### What is expected
Please copy out the rows below, word for word, starting with the line that contains "[locate] butterfly antenna" and continuing through the last row, inclusive.

_ _ _ _ _

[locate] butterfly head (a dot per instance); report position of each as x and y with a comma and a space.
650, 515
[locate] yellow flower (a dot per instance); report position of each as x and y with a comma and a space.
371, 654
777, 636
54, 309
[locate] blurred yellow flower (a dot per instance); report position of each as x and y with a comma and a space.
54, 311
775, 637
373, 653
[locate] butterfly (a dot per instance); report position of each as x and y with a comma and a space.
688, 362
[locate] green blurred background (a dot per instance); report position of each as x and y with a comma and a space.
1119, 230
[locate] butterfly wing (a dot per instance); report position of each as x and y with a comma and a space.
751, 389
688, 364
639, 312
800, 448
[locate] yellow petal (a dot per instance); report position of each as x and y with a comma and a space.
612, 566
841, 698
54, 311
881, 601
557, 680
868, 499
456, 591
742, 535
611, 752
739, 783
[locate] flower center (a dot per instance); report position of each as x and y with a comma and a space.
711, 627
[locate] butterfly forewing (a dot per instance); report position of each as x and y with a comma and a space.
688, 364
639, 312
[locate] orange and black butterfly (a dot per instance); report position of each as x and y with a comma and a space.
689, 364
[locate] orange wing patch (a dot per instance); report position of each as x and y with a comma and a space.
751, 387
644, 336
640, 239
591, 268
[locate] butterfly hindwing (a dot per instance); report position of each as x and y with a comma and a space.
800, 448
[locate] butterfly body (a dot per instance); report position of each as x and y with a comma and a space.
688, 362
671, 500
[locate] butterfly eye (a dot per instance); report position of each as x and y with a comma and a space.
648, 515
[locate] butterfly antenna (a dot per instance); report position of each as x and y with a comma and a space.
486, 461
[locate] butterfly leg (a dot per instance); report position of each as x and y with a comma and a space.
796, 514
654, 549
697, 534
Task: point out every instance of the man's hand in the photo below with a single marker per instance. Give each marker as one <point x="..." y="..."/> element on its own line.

_ _ _ _ _

### Written answer
[locate] butterfly antenna (a dot per instance); report position of each as x and y with a comma and a space.
486, 461
[locate] butterfly leg (a dot per instance); report position of each as x and y with a comma and a space.
796, 514
654, 549
697, 534
Task: point out every instance of the man's hand in the photo below with a single marker per instance. Give each marker as one <point x="..." y="..."/> element on its own line.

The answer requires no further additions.